→ **WHAT TO WORK ON**:
Render the material below as a Markdown table with the columns No. and Text, one numbered row per line and blank lines left out.
────────────────────────────────────────
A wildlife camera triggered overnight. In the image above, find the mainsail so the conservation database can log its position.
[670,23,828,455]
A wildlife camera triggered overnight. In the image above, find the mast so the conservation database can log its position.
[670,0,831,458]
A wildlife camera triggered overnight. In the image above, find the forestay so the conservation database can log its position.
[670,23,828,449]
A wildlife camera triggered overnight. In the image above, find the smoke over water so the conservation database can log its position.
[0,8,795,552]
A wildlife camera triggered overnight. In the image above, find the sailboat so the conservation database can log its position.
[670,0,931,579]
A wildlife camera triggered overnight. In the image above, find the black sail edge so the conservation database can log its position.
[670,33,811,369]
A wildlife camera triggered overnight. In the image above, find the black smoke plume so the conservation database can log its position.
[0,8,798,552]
────────────────────────────────────────
→ **THE RESULT**:
| No. | Text |
|---|---|
| 1 | A wildlife camera triggered overnight. In the image above, find the mainsail so the conservation database can log its position. |
| 2 | [670,23,828,455] |
| 3 | A wildlife camera triggered overnight. In the image above, find the mast so the conservation database can log its position. |
| 4 | [670,0,831,458] |
| 5 | A wildlife camera triggered overnight. In the image above, find the forestay so the conservation database can log its position. |
| 6 | [670,23,828,449] |
| 7 | A wildlife camera triggered overnight. In the image above, find the smoke over water so the conservation database can log its position. |
| 8 | [0,8,795,552] |
| 9 | A wildlife camera triggered overnight. In the image above, find the sailboat so the conservation database can log its position. |
| 10 | [670,0,931,579] |
| 11 | A wildlife camera triggered overnight. In the image above, find the black sail edge so the conservation database can log its position. |
| 12 | [670,33,811,369] |
| 13 | A wildlife camera triggered overnight. In the image above, find the black smoke plume so the conservation database can log its position. |
| 14 | [0,8,798,552] |